Phénomène prospectif par excellence, le dépeuplement touchera surtout les métiers futurs du Maroc. Les spécialistes attirent à ce propos l’attention sur l’effet de la formation au sein des générations futures, et la réticence de ces dernières à exercer certaines professions. De là à déterminer à juste titre l’avenir de certains métiers, notamment dans le secteur primaire, cela sera peut-être prématuré. Maintenant, on enregistre déjà l’accroissement anormal de la main-d’œuvre étrangère, en dépit des taux de chômage très élevés au Maroc (+12%). Dans le port de la ville de Dakhla, par exemple, les Subsahariens constituent environ 40% des travailleurs, un pourcentage qui a triplé en une période très courte.
Dans certaines zones agricoles, l’hémorragie a commencé depuis très longtemps. Cela a eu comme répercussion, outre le dépeuplement des villages, le manque de diversification des cultures dans la petite agriculture et la pénurie saisonnière touchant la main-d’œuvre. Ladite hémorragie commence selon les experts à partir de l’accès à l’école. En d’autres termes, un enfant scolarisé a de faibles chances de choisir le métier de fellah. Dans la grande agriculture, le salariat prend petit à petit de la place, ce qui rend la pénurie de main-d’œuvre plus structurelle, en dépit d’une modernisation de plus en plus apparente.
Le Maroc, future terre d’accueil?
On parle aussi d’une hémorragie plus globale. Celle-ci touchera à la fois le Maroc et les autres pays de l’Afrique du Nord. L’Europe, vieillissante et avide de ressources, trouvera dans la rive sud de la Méditerranée le premier vivier de cols bleus et blancs. Déjà, les ingénieurs marocains sont recrutés en ligne, sans devoir se déplacer en Europe. Bénéficiant d’un système d’éducation calqué sur le modèle français, tout comme en Algérie et en Tunisie francophones, les écoles d’ingénieurs marocaines sont un choix naturel des employeurs français.
Résultat, on fera appel à la main-d’œuvre subsaharienne, si ce n’est déjà le cas actuellement. Celle-ci récupère déjà les métiers et les opportunités délaissés par les ouvriers marocains. Dans l’Oriental, elle trouve petit à petit des débouchés dans l’agriculture, un secteur réservé naturellement aux travailleurs issus des autres régions. Ces derniers continuent à se déplacer dans plusieurs directions, à la recherche de travail saisonnier.

> _Extraits de données_:
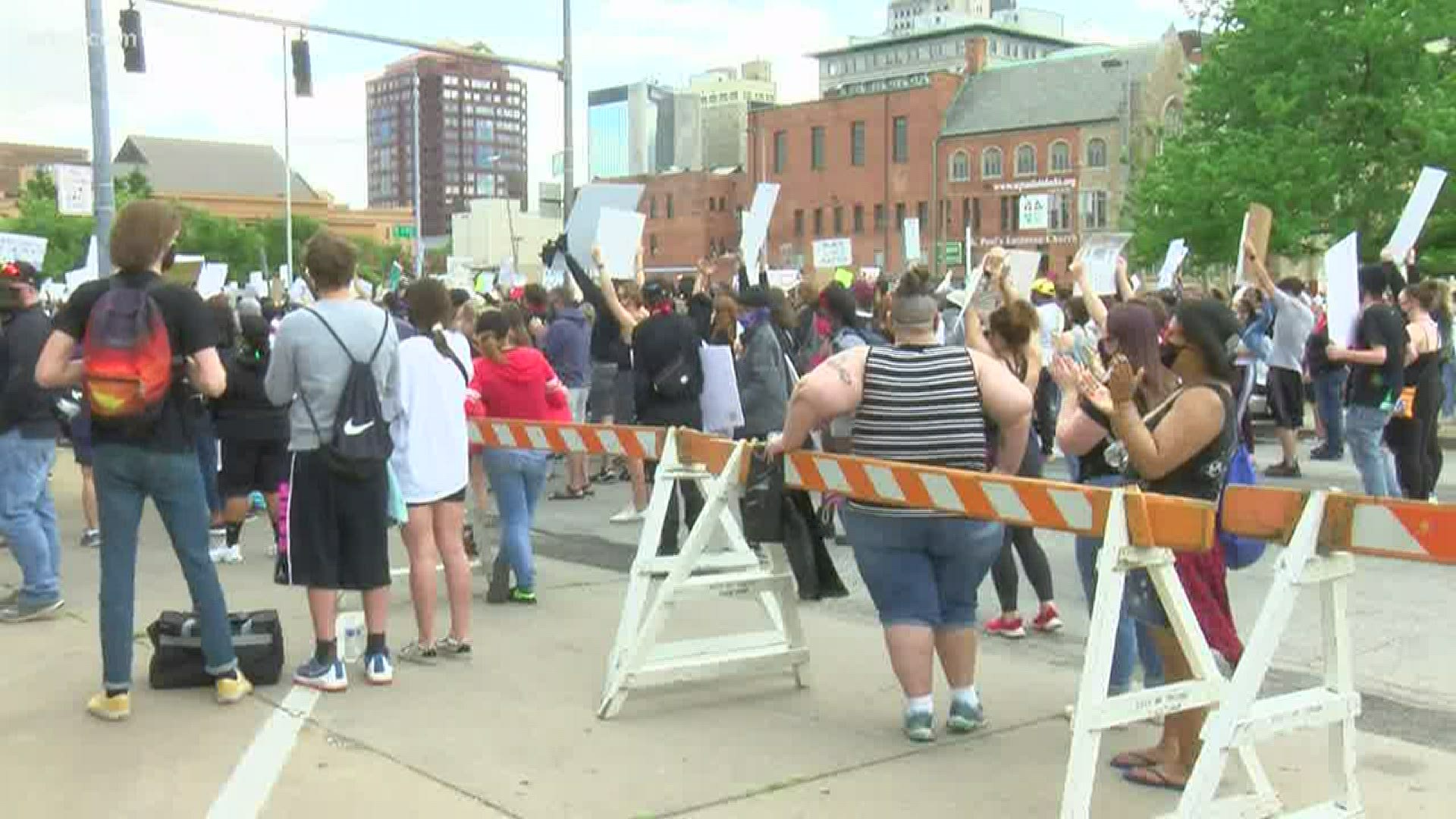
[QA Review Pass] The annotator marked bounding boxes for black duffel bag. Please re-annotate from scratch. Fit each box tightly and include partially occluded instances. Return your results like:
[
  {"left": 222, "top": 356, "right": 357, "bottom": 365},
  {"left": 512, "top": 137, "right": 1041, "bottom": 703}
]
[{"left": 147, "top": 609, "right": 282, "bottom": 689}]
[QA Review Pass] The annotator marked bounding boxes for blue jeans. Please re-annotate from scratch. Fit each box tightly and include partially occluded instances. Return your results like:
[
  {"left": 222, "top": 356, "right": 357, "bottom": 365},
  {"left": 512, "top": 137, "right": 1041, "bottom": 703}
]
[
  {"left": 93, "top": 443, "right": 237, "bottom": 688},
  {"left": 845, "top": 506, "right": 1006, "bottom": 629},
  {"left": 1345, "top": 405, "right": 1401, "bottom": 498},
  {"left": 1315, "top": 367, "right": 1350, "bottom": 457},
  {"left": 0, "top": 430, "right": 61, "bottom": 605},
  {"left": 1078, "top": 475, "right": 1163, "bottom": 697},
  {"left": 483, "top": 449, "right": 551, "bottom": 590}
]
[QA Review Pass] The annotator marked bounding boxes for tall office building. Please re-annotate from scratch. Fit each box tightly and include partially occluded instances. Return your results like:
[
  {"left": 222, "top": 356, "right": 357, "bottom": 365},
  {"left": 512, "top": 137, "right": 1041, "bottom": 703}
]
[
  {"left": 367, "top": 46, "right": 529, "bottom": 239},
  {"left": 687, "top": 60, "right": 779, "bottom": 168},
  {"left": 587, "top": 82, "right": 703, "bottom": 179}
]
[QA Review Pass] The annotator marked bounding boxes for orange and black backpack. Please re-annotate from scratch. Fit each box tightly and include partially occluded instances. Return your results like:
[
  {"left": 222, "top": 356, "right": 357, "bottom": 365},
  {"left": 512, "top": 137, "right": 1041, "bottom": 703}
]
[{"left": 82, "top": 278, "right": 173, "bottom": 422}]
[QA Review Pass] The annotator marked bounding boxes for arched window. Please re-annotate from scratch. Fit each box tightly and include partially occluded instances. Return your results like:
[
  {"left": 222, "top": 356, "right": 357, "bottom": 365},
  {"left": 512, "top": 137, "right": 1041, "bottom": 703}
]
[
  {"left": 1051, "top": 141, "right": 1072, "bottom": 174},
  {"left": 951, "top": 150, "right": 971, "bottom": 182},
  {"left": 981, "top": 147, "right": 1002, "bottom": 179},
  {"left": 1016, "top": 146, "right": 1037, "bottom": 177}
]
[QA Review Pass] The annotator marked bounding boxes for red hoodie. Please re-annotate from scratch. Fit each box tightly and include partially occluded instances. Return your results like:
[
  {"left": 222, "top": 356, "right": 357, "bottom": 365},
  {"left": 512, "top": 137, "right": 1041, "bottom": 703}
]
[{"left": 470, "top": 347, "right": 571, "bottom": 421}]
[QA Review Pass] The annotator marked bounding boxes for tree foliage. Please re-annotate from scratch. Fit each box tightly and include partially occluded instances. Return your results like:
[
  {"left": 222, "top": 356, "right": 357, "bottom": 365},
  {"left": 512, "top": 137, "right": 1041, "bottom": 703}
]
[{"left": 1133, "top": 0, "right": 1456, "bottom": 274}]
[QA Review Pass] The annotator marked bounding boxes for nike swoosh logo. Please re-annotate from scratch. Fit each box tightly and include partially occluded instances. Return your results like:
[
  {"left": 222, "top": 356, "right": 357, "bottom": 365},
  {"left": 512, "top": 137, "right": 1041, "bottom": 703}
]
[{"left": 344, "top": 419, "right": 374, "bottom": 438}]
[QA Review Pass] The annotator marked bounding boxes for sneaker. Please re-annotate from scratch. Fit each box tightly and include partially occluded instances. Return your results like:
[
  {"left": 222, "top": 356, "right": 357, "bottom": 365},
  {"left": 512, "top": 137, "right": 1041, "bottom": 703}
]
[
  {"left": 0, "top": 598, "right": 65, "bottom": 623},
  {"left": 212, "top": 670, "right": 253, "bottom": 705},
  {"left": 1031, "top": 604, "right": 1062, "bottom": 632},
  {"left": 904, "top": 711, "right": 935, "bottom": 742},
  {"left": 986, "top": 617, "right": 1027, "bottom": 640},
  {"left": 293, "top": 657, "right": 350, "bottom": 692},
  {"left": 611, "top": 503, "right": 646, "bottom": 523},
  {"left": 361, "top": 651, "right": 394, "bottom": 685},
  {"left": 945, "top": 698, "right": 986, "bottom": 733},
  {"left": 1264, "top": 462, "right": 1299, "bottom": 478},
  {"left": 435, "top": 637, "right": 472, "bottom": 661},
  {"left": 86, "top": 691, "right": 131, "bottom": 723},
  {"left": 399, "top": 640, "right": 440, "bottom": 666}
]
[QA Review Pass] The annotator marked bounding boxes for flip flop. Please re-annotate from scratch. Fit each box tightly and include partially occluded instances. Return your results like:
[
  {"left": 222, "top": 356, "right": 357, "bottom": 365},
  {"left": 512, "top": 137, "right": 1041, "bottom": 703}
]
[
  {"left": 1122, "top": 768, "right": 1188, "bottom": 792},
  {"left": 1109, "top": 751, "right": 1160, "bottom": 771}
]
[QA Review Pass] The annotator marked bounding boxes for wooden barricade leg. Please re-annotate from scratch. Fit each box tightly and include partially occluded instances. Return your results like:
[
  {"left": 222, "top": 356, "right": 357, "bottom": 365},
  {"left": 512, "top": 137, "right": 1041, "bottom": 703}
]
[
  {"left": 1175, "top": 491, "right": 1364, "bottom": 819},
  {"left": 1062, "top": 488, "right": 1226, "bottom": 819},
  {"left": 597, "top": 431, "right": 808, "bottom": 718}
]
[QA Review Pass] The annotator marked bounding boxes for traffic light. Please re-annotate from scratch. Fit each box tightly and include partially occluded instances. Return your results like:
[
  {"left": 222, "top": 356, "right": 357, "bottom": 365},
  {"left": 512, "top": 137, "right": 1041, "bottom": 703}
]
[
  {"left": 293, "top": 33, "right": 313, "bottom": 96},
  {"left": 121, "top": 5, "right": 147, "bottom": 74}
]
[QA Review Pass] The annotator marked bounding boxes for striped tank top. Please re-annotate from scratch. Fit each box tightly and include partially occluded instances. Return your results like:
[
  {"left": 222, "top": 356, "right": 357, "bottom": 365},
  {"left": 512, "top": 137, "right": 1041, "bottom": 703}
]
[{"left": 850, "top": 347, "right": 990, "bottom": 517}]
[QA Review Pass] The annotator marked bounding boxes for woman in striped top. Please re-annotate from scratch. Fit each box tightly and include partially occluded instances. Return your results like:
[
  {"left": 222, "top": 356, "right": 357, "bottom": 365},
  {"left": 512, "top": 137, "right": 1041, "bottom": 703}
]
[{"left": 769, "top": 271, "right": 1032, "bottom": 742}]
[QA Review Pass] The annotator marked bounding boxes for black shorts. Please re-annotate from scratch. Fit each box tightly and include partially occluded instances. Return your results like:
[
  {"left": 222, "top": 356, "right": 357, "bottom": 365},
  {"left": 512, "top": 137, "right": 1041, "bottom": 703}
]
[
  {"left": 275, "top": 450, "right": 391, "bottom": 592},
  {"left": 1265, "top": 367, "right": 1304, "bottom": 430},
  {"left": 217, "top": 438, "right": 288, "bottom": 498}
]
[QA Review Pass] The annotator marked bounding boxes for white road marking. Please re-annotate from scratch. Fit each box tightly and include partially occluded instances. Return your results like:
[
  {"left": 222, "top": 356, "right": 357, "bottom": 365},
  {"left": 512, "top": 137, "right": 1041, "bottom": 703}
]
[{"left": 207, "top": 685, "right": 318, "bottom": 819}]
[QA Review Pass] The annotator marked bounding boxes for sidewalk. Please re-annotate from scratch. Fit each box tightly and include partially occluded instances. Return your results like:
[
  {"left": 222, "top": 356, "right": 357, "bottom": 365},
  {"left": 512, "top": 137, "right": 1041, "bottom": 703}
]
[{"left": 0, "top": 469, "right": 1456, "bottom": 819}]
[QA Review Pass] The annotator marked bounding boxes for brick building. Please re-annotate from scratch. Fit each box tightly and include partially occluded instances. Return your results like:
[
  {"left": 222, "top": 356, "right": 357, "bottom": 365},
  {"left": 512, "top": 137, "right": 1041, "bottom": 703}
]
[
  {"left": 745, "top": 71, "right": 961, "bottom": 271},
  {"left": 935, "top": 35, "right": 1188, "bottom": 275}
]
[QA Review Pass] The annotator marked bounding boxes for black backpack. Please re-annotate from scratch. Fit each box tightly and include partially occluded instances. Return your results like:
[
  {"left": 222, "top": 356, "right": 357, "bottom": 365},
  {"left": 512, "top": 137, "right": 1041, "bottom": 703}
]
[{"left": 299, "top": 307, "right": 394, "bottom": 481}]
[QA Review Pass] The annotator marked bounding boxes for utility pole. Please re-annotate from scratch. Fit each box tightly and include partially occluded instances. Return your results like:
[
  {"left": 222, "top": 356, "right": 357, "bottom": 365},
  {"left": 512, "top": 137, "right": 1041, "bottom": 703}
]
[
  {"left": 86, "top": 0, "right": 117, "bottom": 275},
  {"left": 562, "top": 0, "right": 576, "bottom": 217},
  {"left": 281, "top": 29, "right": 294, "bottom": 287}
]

> _À réaliser_:
1: Répondez aux questions suivantes à l'aide de la source :
(a) Quelle part des travailleurs du port de Dakhla les Subsahariens représentent-ils ?
(b) Selon les experts, à partir de quel moment commence l'hémorragie dans certaines zones agricoles ?
(c) Quels pays francophones sont cités, à côté du Maroc, pour un système d'éducation calqué sur le modèle français ?
2: Relevez toutes les répercussions que la source attribue à l'hémorragie observée dans certaines zones agricoles.

> _Corrigé_:
1:
(a) Environ 40 %.
(b) À partir de l'accès à l'école.
(c) L'Algérie et la Tunisie.

2:
- Le dépeuplement des villages
- Le manque de diversification des cultures dans la petite agriculture
- La pénurie saisonnière touchant la main-d'œuvre